*Items listed in a dataset*:
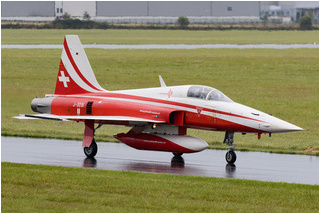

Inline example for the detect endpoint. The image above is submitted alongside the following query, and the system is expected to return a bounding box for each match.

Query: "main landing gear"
[83,121,103,158]
[83,138,98,158]
[223,132,237,164]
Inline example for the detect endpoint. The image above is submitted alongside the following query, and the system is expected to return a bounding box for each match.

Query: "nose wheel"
[223,132,237,164]
[83,139,98,158]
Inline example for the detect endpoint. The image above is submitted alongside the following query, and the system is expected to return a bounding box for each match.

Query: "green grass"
[1,163,319,213]
[1,29,319,44]
[1,49,319,154]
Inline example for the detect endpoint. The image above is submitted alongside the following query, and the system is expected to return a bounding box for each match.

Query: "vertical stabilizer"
[54,35,105,95]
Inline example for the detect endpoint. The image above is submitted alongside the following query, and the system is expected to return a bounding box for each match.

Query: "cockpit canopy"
[187,85,233,102]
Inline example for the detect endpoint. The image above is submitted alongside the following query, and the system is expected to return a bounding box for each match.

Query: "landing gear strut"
[223,132,237,164]
[83,138,98,158]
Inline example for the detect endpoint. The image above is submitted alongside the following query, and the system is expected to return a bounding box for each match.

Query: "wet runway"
[1,137,319,185]
[1,44,319,49]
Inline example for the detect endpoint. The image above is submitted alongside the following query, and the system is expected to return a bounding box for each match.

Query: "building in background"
[1,1,319,23]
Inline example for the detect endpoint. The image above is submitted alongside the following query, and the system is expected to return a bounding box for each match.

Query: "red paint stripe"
[64,38,102,91]
[71,92,265,123]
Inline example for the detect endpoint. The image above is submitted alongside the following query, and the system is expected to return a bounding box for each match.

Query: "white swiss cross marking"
[59,71,70,88]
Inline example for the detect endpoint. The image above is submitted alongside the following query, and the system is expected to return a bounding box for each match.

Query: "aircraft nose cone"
[271,119,304,133]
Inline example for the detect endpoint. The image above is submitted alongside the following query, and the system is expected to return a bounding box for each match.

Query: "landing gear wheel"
[226,151,237,164]
[172,152,183,157]
[83,139,98,158]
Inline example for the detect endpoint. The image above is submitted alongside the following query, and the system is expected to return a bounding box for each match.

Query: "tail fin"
[54,35,105,95]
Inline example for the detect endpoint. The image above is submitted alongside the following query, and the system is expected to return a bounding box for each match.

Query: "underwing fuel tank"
[113,133,208,153]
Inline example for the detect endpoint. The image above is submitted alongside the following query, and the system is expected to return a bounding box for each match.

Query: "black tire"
[226,151,237,164]
[83,139,98,158]
[172,152,183,157]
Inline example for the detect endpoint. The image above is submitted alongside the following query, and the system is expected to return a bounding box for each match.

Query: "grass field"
[1,49,319,154]
[1,29,319,44]
[1,163,319,213]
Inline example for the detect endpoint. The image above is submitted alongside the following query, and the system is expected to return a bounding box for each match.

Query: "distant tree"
[62,13,71,19]
[82,11,91,20]
[299,15,312,30]
[178,16,189,28]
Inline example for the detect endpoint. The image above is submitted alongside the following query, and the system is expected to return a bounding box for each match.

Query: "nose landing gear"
[223,132,237,164]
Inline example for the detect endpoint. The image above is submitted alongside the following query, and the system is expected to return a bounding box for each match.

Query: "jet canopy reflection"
[187,85,233,102]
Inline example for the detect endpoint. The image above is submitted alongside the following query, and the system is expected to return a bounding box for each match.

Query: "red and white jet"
[16,35,303,163]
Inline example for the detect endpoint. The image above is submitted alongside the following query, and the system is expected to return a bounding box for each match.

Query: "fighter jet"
[15,35,303,164]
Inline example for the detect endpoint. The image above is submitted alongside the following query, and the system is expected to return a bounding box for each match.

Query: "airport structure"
[1,1,319,24]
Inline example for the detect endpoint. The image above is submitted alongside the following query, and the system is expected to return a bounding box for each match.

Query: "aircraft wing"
[13,114,166,123]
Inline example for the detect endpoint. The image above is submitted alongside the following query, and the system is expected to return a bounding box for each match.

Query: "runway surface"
[1,44,319,49]
[1,137,319,185]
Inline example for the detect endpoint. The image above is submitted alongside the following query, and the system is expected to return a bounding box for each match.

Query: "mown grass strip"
[1,29,319,44]
[1,163,319,213]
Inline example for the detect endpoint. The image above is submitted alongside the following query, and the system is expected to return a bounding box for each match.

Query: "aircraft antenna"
[159,75,167,88]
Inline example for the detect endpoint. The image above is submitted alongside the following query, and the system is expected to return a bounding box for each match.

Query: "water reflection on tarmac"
[1,137,319,185]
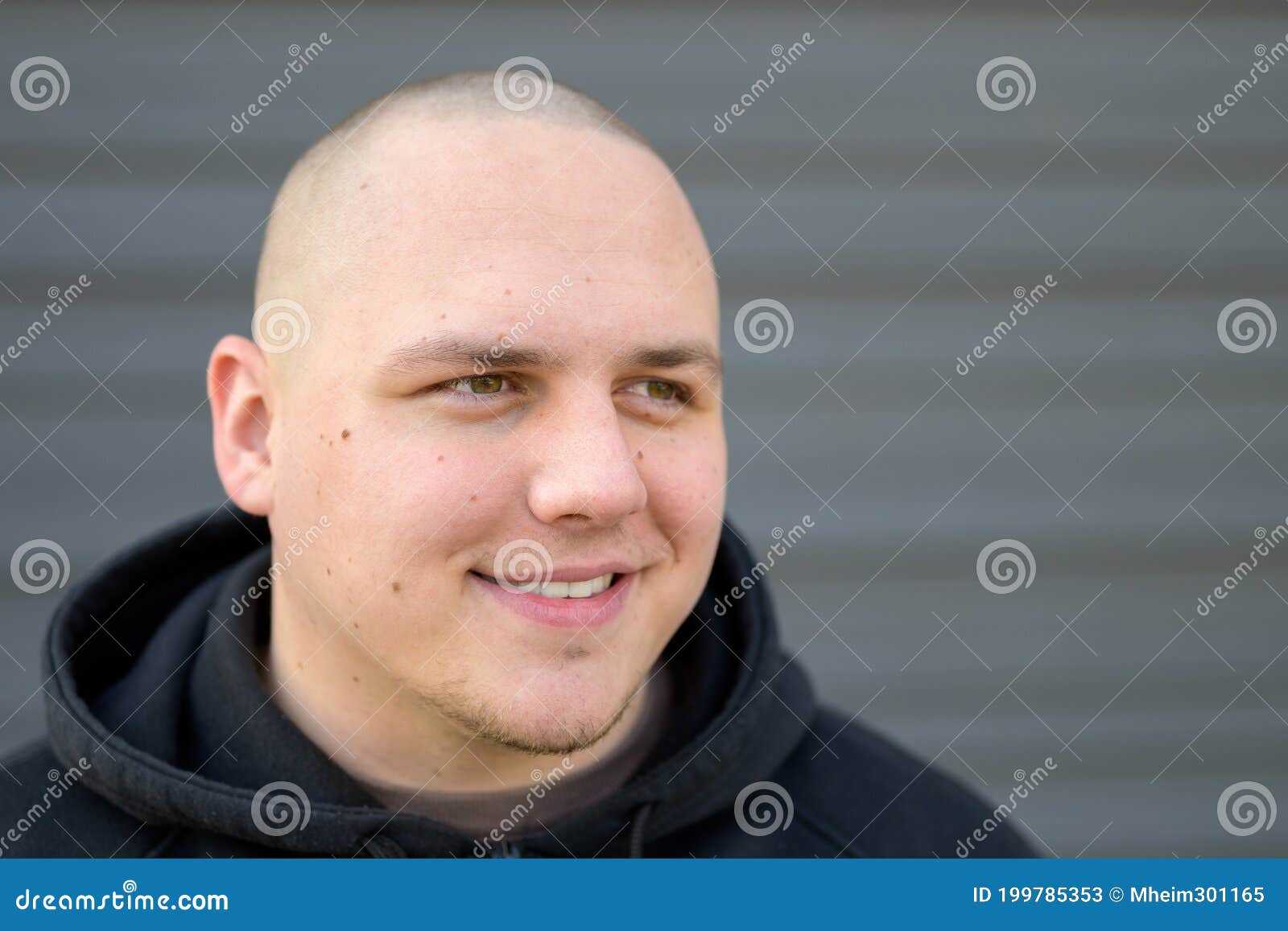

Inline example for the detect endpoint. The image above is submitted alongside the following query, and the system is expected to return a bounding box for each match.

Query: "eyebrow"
[378,335,723,382]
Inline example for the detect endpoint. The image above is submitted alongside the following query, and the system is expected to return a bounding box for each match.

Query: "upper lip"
[474,560,639,583]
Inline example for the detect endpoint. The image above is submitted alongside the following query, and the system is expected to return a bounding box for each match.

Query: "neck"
[260,586,654,792]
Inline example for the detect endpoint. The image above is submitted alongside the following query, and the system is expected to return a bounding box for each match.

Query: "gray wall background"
[0,0,1288,856]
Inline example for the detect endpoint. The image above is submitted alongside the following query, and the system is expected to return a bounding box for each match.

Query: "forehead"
[312,121,717,352]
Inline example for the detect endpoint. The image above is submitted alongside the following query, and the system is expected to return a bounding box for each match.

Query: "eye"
[626,378,687,404]
[420,372,524,404]
[447,375,505,394]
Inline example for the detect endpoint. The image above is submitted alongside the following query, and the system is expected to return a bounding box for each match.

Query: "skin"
[208,108,726,791]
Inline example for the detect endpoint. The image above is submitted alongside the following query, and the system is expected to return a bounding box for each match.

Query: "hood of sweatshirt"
[43,509,815,856]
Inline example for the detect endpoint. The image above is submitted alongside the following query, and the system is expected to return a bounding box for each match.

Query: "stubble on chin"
[406,664,644,756]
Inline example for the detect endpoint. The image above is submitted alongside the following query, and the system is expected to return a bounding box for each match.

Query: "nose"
[524,389,648,527]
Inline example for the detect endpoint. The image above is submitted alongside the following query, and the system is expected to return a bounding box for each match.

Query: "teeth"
[535,572,613,598]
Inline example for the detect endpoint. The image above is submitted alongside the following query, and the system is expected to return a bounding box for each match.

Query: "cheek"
[635,434,728,542]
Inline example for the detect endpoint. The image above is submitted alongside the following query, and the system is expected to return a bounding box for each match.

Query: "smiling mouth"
[470,569,622,600]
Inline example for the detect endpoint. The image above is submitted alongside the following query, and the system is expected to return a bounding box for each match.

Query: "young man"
[0,72,1030,856]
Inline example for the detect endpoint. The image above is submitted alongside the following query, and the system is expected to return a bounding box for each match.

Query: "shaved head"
[255,71,655,340]
[216,60,728,788]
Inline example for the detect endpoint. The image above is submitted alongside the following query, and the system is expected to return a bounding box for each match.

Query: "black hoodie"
[0,510,1032,858]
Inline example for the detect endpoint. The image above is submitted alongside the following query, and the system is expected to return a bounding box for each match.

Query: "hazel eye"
[642,381,675,401]
[452,375,505,394]
[626,378,687,404]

*Problem to work on*: Quote all the lines above exactly as given. Do not include the pictures.

*Problem solution*:
Inline example for the detect endpoint. The image above is submitted alongside the following query, and the system is expected to return a bounding box for each match.

Query: "main landing gear"
[83,121,103,158]
[83,138,98,158]
[223,132,237,164]
Inline example for the detect endpoint. The image above is submitted alongside the following query, and the system is expected to return a bounding box for each match.

Query: "nose wheel"
[223,132,237,164]
[83,139,98,158]
Inline example for the detect endpoint. The image above is submitted alongside the following query, and the system is expected to return a bounding box for each match.

Query: "green grass"
[1,163,319,213]
[1,29,319,44]
[1,49,319,154]
Inline example for the detect endpoint. The image above is submitted alongside the following query, and the system is expected to return a bounding box for each match.

Query: "vertical stabilizer"
[54,35,105,95]
Inline example for the detect endpoint. The image above is submitted alongside the following query, and the system is expected to return a bounding box for each match.

Query: "cockpit canopy"
[187,85,233,102]
Inline example for the detect endpoint. The image above is submitted alongside the following query, and the system is expected to return a bounding box for each match.

Query: "landing gear strut"
[223,132,237,164]
[83,138,98,158]
Inline example for the detect endpoint. The image above is submitted alongside the following query, and the system is expected to return a bounding box for each match.

Query: "wet runway"
[1,137,319,185]
[1,44,319,49]
Inline example for the detect endpoint. The image above is submitted alongside the following query, and the system is expected to return a bounding box for each match.

Query: "building in background"
[1,1,319,23]
Inline example for the detect endpoint. The image above is submitted alongside the following query, and the system is expected to return a bounding box for each match.

Query: "red paint stripe"
[64,38,102,91]
[71,92,265,123]
Inline example for the detect endpoint. The image above is submitted alongside the following query, and the system is expected to return a bounding box for each match.

Query: "white swiss cross marking"
[59,71,70,88]
Inline example for the detect endpoint. The image above is submitted alongside the following query, and the system is expected to return a bounding box for each match.

Query: "aircraft nose cone"
[271,119,304,133]
Inline example for the detect endpoint. The image above is submitted alongside the following query, and the system is expected to return a bounding box for each match.

Query: "landing gear wheel"
[226,151,237,164]
[172,152,183,157]
[83,139,98,158]
Inline example for the detect endpoint. The image above is submitted alongside the following query, and the system is expected to return a bounding box for each match.

Query: "tail fin"
[54,35,105,95]
Inline example for the detect endpoint. The image above is submitted alongside the following query, and the system is expected to return a bounding box for each match.

Query: "underwing fuel tank"
[113,133,208,153]
Inline example for the detect endpoint. The image above is submitted alongside the following query, and the system is expected to return a bounding box for each match.

Query: "black tire"
[226,151,237,164]
[83,139,98,158]
[172,152,183,157]
Inline example for the detect endpoint. The image above is submitted alongside the following query, and the system is expected to return a bounding box for each match.

Query: "grass field"
[1,49,319,154]
[1,29,319,44]
[1,163,319,213]
Inline example for the detect endpoint. The image above is submitted alongside the following query, and the system is expected to return a bounding box for each match.

Query: "distant tree"
[62,13,71,19]
[82,11,91,20]
[299,15,312,30]
[178,16,189,28]
Inline example for the detect endpoint. The image above is submitted alongside the following query, and the system is expected to return a bounding box for each match.

Query: "nose landing gear"
[223,132,237,164]
Inline example for the detect endpoint. The image above is submitted alongside the following query, and the system is expected to return a bounding box for each match.

Query: "jet canopy reflection"
[187,85,233,102]
Inline example for the detect endpoint. The image above is submitted alongside the following query, and the system is expected to return a bounding box for each match.

Query: "red and white jet"
[16,35,303,163]
Inline example for the detect endpoint. The image above is submitted alongside the following query, and the system is expected to return a bounding box for each match.

Query: "fighter jet"
[15,35,303,164]
Inline example for the detect endpoint. The image above is submitted alongside the following query, and the system is expected to return a bounding box for each match.

Query: "airport structure"
[1,1,319,24]
Inline example for the detect endpoint. The image above is submitted alongside the following query, and the system is expected to return a bounding box for each match.

Query: "aircraft wing"
[13,114,166,123]
Inline example for the detect endpoint. The image above is submitted alongside the following query, and the system is expected to return a bounding box for each match.

Query: "runway surface"
[1,44,319,49]
[1,137,319,185]
Inline example for the detect endpoint. The image above is submitted alongside the following query, and the system is expected to return a bounding box for each match.

Query: "mown grass strip"
[1,29,319,44]
[1,163,319,213]
Inline example for the detect endpoint. The image above is submitted alongside the following query, and the system is expected to return a bounding box for each match.

Query: "aircraft antenna"
[159,75,167,88]
Inline example for the detect endpoint. The image above is submitted alongside the following query, and the system is expected to return a bounding box for each match.

Query: "water reflection on tarmac"
[1,137,319,185]

Inline example for the detect endpoint. The image above is submitted alongside the following query, and the system is expected to return a bounding box for each match.

Query: "eyebrow"
[378,335,723,382]
Inline example for the detect endpoint. The image above is submitted alongside the following query, and the system is expected to return a bounding box for each match.

Query: "upper lip"
[474,560,639,583]
Inline example for the detect endpoint. The image above is submitted alongside the following query, and the system is expected to return a bounding box for each match.

Query: "neck"
[260,586,654,792]
Inline example for the detect endpoint. The image above is submitted alongside the following query, and the system is expected to return a bounding box for each match.

Query: "gray wall background"
[0,0,1288,856]
Inline example for the detect endpoint. The image above is submitted alongside the following query, and the system is expected to return a bounding box for each match.

Query: "forehead"
[312,121,717,352]
Inline example for the detect endpoint. The image above is submitted alongside the following query, and the system is expected to return a bounding box for each match.

Query: "eye"
[626,378,687,404]
[420,372,524,404]
[447,375,505,394]
Inline example for the detect endpoint. The image above is submitted alongside the following query, and the system is expected to return a bounding box for each match.

Query: "skin"
[208,108,726,791]
Inline example for the detect endpoint. The image above is submitted alongside the following query, and the system is expected to return a bounding box for each match.

Query: "hood of sweatshirt"
[43,509,815,856]
Inline example for the detect endpoint. The image above is submitted alongside the following query, and the system is expected to return a bounding box for each match.

Query: "stubble on chin"
[406,664,644,756]
Inline example for the detect endpoint. The image above is submitted alongside the following query, and the system is expected to return a bounding box for each match.

Query: "nose"
[524,389,648,527]
Inline example for the detect endpoint. The image above is submitted alongside the following query, and the system is expected to return a bounding box for each match.

Query: "teeth"
[535,572,613,598]
Inline example for the detect endpoint. The image above is submitted alongside the following query, and the system is expected to return a bounding box for each match.

Query: "cheek"
[635,434,728,542]
Inline example for the detect endpoint. The image above is submitted alongside the following query, and the system is expected to return a bounding box for each match.

Query: "smiling mouth"
[470,569,622,600]
Inline example for the detect endpoint. The image above is submitted alongside the following query, and the system is expected to return a bounding box for each match.

Query: "young man"
[0,72,1030,856]
Inline example for the detect endpoint. The image above is submitted alongside the following query, and the system is expected to return a bounding box for each match.

Query: "shaved head"
[255,71,655,340]
[216,60,728,788]
Inline example for the detect endpoint. The image above is submitted alongside the following query, and the system is expected to return a bounding box for each match.

Query: "black hoodie"
[0,510,1032,858]
Inline example for the detect endpoint. The image above is submitted alongside the following query, and the system is expected to return a bounding box for each match.

Query: "hazel eye"
[642,381,675,401]
[452,375,505,394]
[626,378,687,404]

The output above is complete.